• **Task to carry out**: Exactly those lines running from the one containing "Target: sailor in black wetsuit" to the end of the material are to be printed, and no others.

• **Task input**:
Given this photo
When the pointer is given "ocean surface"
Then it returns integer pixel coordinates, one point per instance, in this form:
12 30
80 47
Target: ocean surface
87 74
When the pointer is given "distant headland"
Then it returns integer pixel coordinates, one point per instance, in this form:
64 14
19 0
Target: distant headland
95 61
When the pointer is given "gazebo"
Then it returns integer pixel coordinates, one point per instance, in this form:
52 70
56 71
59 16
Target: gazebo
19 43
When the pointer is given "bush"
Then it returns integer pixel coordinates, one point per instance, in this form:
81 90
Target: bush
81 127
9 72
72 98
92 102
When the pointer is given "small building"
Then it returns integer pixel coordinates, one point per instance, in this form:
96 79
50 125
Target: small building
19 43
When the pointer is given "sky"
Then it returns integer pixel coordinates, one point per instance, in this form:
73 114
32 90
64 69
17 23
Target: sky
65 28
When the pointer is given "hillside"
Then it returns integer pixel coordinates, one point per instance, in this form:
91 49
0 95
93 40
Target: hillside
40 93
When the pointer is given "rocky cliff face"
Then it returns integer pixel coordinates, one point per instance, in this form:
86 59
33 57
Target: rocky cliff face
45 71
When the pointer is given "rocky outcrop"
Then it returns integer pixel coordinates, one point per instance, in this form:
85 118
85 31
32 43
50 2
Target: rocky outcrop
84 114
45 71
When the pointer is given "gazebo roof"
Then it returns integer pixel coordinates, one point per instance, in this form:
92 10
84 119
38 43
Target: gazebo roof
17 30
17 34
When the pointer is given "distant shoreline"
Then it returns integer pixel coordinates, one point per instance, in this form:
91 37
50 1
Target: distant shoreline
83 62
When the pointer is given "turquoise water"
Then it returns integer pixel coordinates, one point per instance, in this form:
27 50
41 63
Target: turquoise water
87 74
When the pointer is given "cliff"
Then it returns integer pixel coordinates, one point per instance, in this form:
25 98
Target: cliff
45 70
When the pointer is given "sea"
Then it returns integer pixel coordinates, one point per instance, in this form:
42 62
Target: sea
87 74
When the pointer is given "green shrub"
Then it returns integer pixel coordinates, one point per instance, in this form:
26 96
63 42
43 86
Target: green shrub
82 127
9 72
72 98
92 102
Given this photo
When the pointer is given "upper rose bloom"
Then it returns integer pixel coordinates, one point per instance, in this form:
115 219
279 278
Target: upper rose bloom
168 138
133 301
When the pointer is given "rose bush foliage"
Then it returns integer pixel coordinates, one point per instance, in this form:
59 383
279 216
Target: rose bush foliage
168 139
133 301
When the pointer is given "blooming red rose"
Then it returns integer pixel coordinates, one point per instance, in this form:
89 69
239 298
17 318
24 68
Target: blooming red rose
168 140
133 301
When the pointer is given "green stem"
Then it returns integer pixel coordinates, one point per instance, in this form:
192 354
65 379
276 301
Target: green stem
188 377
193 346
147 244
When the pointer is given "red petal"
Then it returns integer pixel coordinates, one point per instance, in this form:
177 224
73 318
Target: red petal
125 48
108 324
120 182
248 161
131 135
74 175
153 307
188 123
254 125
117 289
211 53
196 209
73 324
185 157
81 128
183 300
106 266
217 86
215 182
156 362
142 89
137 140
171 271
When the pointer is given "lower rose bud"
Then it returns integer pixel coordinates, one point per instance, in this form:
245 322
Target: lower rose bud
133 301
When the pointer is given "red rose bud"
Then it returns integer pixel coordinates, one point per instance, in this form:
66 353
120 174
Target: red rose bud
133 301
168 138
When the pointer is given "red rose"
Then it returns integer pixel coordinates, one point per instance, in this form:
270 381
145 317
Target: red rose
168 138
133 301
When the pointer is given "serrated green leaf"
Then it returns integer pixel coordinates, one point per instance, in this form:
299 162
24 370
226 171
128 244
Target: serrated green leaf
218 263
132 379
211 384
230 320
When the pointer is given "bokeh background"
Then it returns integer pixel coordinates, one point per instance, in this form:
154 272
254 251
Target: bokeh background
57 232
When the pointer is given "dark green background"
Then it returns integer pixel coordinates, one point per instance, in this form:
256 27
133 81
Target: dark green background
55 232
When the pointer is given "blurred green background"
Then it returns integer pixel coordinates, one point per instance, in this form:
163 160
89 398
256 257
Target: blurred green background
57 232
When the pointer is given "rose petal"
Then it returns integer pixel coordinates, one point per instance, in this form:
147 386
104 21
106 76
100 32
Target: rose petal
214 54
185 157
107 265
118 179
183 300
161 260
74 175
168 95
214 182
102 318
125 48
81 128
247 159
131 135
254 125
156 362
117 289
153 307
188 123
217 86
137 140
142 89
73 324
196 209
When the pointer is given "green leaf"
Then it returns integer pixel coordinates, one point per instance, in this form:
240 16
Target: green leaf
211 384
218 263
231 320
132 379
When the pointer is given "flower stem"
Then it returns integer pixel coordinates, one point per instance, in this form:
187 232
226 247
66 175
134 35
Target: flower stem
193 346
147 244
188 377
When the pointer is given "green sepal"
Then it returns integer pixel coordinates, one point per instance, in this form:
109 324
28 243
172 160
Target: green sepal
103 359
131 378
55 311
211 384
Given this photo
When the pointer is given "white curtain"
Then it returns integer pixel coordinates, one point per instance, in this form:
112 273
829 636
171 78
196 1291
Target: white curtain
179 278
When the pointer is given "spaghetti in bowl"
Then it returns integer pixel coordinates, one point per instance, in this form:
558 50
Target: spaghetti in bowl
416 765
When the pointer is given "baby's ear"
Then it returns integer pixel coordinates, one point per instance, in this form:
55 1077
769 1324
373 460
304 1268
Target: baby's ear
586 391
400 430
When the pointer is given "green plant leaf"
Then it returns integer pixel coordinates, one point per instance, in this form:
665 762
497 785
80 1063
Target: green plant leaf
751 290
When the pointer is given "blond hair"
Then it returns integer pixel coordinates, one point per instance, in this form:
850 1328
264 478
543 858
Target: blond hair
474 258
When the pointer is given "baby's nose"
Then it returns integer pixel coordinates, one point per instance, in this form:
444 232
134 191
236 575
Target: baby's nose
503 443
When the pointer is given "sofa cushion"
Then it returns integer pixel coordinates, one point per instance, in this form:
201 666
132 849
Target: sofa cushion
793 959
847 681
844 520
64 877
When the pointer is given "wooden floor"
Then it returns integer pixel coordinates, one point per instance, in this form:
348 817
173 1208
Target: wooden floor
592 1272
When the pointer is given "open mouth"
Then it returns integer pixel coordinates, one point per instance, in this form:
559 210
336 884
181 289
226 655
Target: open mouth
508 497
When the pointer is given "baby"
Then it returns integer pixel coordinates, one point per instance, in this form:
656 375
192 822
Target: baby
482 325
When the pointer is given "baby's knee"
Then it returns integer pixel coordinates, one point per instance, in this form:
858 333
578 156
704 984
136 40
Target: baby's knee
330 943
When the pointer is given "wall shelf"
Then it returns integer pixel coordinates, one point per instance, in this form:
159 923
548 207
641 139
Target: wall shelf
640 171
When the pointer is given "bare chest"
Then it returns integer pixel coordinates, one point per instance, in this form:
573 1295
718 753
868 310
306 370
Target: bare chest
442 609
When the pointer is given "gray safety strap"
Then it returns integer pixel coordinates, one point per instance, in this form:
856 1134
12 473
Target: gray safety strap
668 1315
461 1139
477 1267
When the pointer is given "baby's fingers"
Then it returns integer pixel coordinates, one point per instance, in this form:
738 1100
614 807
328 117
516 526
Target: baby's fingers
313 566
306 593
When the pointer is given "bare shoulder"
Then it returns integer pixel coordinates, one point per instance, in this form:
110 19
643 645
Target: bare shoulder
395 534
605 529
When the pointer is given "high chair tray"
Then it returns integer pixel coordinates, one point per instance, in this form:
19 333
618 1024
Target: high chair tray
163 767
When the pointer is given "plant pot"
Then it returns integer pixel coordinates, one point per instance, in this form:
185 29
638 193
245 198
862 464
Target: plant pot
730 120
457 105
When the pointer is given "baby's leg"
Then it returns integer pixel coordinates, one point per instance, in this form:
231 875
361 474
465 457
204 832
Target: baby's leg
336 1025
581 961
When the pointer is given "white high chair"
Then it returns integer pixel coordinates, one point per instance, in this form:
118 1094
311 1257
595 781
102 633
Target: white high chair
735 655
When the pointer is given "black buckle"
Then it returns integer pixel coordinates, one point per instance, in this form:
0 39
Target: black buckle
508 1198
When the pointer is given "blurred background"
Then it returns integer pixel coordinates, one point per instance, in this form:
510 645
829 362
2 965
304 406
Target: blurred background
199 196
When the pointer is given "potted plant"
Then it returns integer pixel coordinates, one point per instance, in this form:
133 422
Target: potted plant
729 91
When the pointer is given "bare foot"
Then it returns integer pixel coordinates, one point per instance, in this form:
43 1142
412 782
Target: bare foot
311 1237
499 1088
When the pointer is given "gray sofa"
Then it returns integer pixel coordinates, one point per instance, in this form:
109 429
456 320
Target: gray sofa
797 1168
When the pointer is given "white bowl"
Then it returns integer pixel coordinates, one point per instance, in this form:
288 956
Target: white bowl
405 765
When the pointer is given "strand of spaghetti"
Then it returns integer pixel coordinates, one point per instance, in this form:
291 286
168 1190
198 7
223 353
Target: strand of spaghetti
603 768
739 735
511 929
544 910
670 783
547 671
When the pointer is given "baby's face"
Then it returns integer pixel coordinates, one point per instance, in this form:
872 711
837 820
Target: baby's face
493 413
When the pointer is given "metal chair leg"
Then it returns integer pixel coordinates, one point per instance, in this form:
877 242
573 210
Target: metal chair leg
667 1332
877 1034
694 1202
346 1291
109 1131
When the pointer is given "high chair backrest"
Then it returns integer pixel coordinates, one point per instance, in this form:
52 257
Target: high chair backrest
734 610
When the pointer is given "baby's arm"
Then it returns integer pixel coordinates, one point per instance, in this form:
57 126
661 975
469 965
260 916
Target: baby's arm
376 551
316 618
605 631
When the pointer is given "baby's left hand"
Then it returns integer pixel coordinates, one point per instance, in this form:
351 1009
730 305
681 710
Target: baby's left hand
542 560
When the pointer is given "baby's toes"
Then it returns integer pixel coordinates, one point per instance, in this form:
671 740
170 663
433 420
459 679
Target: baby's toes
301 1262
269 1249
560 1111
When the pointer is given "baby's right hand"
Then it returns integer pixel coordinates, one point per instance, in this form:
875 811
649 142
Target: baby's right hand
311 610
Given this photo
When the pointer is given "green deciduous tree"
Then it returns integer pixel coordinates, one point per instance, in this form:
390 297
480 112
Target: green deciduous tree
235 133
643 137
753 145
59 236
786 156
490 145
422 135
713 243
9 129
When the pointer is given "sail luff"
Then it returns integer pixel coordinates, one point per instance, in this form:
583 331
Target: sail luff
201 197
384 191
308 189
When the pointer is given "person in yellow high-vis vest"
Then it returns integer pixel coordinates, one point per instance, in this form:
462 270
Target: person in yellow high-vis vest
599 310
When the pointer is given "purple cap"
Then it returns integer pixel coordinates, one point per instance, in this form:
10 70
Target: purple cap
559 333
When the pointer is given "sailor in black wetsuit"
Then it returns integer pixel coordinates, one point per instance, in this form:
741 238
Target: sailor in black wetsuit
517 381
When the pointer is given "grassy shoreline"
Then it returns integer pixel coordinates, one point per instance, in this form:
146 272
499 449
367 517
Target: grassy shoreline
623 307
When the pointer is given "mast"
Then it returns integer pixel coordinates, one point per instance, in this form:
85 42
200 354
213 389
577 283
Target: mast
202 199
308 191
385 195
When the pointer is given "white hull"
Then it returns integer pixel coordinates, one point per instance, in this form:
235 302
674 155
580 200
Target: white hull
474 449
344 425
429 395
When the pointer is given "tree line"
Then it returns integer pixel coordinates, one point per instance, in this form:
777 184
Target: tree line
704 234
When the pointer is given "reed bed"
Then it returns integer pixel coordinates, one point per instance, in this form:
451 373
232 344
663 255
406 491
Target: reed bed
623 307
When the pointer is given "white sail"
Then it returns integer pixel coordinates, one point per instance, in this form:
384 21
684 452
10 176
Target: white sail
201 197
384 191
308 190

• **Response to the exercise**:
Target: sailor in black wetsuit
517 381
When the pointer is given "grassy shoreline"
Then it returns integer pixel coordinates, one point per instance, in this form:
146 272
499 449
367 517
Target: grassy shoreline
623 307
When the pointer is given "mast"
Then it returns integer pixel coordinates, one point per instance, in this form:
85 42
200 354
213 389
577 283
Target: mast
202 199
308 191
385 195
When the pointer is given "white hull"
Then it returns integer pixel coordinates, one point per instance, in this form:
235 302
674 155
580 200
Target: white hull
474 449
344 425
429 395
When the pointer is given "tree line"
Then it returns integer pixel coordinates, one point per instance, in this form:
777 184
Target: tree line
704 234
When the pointer is given "reed bed"
Then it returns integer pixel coordinates, one point per instance, in this form:
451 373
232 344
663 255
406 491
Target: reed bed
623 307
When the pointer is given "white sail"
Then it returns integer pixel coordinates, one point per instance, in this form:
384 21
684 452
10 176
Target: white sail
201 197
384 191
308 190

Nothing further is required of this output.